[Excerpts from a dataset]
* * *

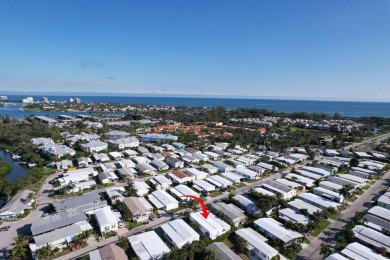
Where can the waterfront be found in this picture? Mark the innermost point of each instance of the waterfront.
(345, 108)
(17, 169)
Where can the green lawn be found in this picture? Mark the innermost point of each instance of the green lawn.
(240, 185)
(226, 235)
(334, 216)
(352, 199)
(132, 225)
(323, 224)
(215, 193)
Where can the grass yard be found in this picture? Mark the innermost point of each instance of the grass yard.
(240, 185)
(225, 236)
(215, 193)
(323, 224)
(132, 225)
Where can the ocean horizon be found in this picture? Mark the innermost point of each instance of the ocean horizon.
(344, 108)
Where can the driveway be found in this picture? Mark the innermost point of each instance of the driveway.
(330, 235)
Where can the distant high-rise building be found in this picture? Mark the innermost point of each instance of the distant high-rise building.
(28, 100)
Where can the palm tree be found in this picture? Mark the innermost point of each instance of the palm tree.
(346, 192)
(241, 244)
(30, 196)
(57, 184)
(325, 250)
(123, 242)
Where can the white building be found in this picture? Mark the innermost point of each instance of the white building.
(141, 187)
(275, 230)
(257, 245)
(106, 220)
(179, 233)
(161, 182)
(148, 245)
(162, 200)
(212, 226)
(196, 174)
(246, 173)
(285, 192)
(94, 146)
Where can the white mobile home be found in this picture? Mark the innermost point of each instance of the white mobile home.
(275, 230)
(212, 226)
(179, 233)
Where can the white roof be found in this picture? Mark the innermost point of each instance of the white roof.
(195, 172)
(300, 178)
(246, 172)
(160, 179)
(288, 183)
(352, 178)
(255, 240)
(148, 245)
(180, 232)
(309, 174)
(318, 200)
(380, 212)
(220, 180)
(276, 229)
(331, 185)
(105, 216)
(264, 191)
(231, 176)
(358, 251)
(204, 185)
(141, 185)
(211, 224)
(300, 204)
(181, 190)
(161, 197)
(292, 214)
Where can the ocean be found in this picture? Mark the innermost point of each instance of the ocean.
(345, 108)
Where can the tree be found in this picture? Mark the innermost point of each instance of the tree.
(325, 250)
(30, 196)
(21, 247)
(346, 192)
(123, 242)
(241, 244)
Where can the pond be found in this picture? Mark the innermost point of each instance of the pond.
(17, 169)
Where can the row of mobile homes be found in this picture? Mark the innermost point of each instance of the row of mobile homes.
(140, 208)
(212, 226)
(328, 194)
(285, 192)
(235, 215)
(257, 245)
(318, 201)
(163, 200)
(275, 230)
(288, 214)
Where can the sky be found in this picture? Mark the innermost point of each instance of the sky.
(333, 50)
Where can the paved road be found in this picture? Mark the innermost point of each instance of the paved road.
(23, 226)
(158, 222)
(368, 143)
(329, 236)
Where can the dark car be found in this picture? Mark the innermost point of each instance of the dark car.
(6, 228)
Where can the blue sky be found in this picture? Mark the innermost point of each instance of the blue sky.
(290, 49)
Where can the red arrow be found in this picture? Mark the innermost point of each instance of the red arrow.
(205, 212)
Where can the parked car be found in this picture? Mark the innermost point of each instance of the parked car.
(6, 228)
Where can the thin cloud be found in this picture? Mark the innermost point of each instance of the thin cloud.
(89, 63)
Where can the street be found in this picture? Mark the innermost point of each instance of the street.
(330, 235)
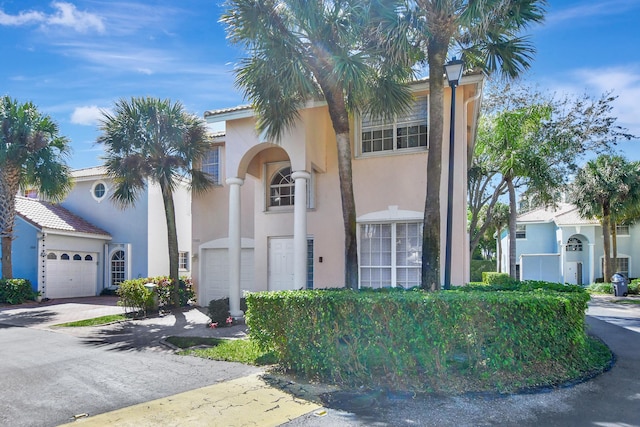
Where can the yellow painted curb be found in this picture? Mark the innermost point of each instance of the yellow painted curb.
(241, 402)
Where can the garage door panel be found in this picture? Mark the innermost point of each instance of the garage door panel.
(71, 278)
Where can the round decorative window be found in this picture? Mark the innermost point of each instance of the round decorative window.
(99, 190)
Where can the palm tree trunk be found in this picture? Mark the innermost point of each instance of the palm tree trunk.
(340, 120)
(513, 214)
(437, 52)
(498, 233)
(172, 238)
(9, 186)
(614, 244)
(606, 236)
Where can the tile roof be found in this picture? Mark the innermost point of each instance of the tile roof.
(45, 215)
(562, 214)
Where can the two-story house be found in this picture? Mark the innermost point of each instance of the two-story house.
(275, 220)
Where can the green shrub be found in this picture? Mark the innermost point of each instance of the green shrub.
(16, 291)
(416, 340)
(218, 310)
(165, 290)
(481, 266)
(494, 278)
(135, 296)
(600, 288)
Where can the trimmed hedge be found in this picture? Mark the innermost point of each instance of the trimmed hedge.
(16, 291)
(136, 297)
(415, 340)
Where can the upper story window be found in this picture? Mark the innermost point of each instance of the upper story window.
(622, 230)
(183, 261)
(574, 245)
(99, 190)
(281, 189)
(407, 132)
(211, 164)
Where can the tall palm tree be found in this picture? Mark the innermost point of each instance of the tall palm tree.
(487, 33)
(148, 139)
(601, 187)
(355, 55)
(33, 155)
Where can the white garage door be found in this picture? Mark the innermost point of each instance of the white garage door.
(71, 274)
(215, 274)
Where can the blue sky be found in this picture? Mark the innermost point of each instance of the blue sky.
(73, 58)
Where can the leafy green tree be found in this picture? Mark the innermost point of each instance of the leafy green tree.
(602, 189)
(32, 155)
(488, 35)
(355, 55)
(148, 139)
(533, 141)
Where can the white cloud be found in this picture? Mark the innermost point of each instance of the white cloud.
(88, 115)
(66, 15)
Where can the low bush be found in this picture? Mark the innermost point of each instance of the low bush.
(600, 288)
(161, 297)
(135, 297)
(479, 266)
(218, 310)
(16, 291)
(494, 278)
(451, 341)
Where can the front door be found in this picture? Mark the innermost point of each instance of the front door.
(280, 264)
(574, 273)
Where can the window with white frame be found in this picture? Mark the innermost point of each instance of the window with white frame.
(404, 133)
(183, 260)
(622, 230)
(211, 164)
(574, 245)
(391, 254)
(281, 188)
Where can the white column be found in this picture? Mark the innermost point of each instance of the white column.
(592, 263)
(300, 229)
(234, 246)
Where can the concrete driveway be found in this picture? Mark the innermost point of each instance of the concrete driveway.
(124, 369)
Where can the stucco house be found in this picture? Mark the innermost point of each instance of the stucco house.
(59, 252)
(138, 245)
(87, 243)
(556, 244)
(275, 219)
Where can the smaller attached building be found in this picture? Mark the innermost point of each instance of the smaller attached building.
(559, 243)
(59, 252)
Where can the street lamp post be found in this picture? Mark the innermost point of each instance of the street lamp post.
(453, 69)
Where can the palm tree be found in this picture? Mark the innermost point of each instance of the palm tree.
(600, 188)
(486, 32)
(355, 55)
(148, 139)
(32, 155)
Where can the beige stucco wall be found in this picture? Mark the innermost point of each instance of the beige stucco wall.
(379, 182)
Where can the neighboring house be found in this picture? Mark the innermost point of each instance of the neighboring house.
(113, 244)
(275, 220)
(556, 244)
(59, 252)
(138, 247)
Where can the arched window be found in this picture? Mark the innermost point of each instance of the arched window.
(574, 245)
(117, 267)
(281, 189)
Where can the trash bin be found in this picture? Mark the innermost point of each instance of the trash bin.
(620, 285)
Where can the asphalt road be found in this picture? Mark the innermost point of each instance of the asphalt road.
(49, 377)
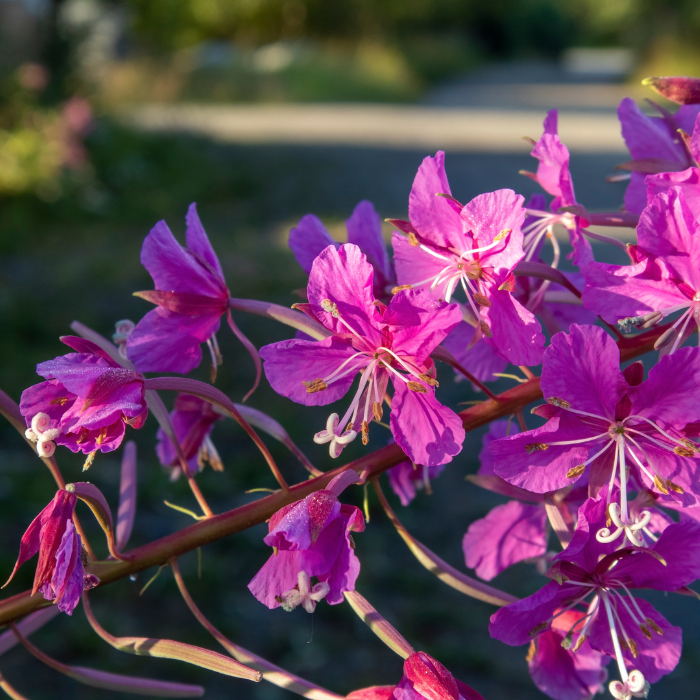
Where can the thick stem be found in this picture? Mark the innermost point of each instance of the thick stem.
(201, 533)
(271, 673)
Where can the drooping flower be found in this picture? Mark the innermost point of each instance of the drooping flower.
(193, 420)
(600, 577)
(609, 425)
(380, 342)
(86, 402)
(655, 146)
(560, 673)
(311, 538)
(424, 678)
(664, 280)
(475, 246)
(60, 575)
(554, 176)
(310, 237)
(191, 297)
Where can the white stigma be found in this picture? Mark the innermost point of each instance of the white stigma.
(332, 435)
(303, 594)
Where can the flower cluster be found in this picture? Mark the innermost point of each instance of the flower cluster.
(613, 471)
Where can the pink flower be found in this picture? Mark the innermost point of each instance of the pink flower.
(599, 576)
(191, 297)
(59, 573)
(380, 342)
(664, 280)
(193, 420)
(560, 673)
(476, 246)
(86, 402)
(554, 176)
(609, 425)
(655, 146)
(311, 538)
(424, 678)
(310, 237)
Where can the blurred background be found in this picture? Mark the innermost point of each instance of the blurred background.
(114, 115)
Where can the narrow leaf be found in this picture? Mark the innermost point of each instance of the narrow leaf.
(269, 425)
(113, 681)
(279, 313)
(170, 649)
(127, 495)
(446, 573)
(381, 627)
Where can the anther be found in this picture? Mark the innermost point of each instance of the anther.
(536, 447)
(575, 471)
(559, 403)
(481, 299)
(429, 380)
(660, 485)
(365, 432)
(579, 643)
(683, 451)
(418, 388)
(315, 385)
(330, 307)
(655, 627)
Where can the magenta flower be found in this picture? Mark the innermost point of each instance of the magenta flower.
(593, 573)
(193, 420)
(610, 425)
(655, 146)
(560, 673)
(86, 402)
(406, 477)
(554, 176)
(310, 238)
(311, 538)
(59, 573)
(380, 342)
(424, 678)
(476, 246)
(665, 279)
(191, 297)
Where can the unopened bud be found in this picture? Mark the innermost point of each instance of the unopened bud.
(330, 307)
(315, 385)
(429, 380)
(575, 471)
(418, 388)
(533, 447)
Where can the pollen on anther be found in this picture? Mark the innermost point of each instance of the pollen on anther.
(536, 447)
(330, 307)
(575, 471)
(559, 403)
(315, 385)
(418, 388)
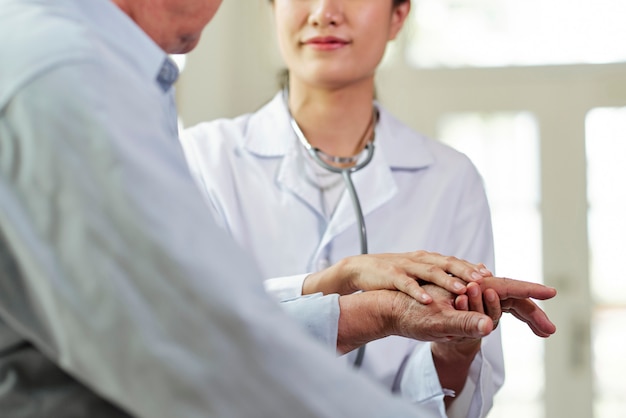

* * *

Repeat exactly and only the lines from the one holding "Where can the blurred" through the final line of the entries; no pictures.

FINISHED TASK:
Where can the blurred background be found in this picture? Mark the innermost point of each instance of the blurred background.
(114, 115)
Where can the narrow leaf be found in this picture? Mark the innermost point of each instance of the narrow leaf.
(269, 425)
(113, 681)
(279, 313)
(170, 649)
(127, 495)
(446, 573)
(381, 627)
Where can the anther be found in this picture? Mark the innermost point of each instance of the anther.
(536, 447)
(575, 471)
(559, 403)
(481, 299)
(429, 380)
(660, 485)
(365, 432)
(579, 643)
(683, 451)
(418, 388)
(315, 385)
(330, 307)
(655, 627)
Where can the magenta flower be found in this picture? Mark the innermost point of each instance of the magenta flower.
(593, 573)
(193, 420)
(610, 425)
(655, 146)
(560, 673)
(86, 402)
(406, 477)
(554, 176)
(310, 238)
(311, 538)
(59, 573)
(380, 342)
(424, 678)
(476, 246)
(665, 279)
(191, 297)
Where can the unopened bud be found in this picture? Mark the innermost point of each instance of the unopened bud.
(330, 307)
(315, 385)
(429, 380)
(575, 471)
(418, 388)
(533, 447)
Where can the pollen on anther be found in this picture? Mark the innermost point of each instance of the pollen on anther.
(536, 447)
(330, 307)
(575, 471)
(559, 403)
(315, 385)
(418, 388)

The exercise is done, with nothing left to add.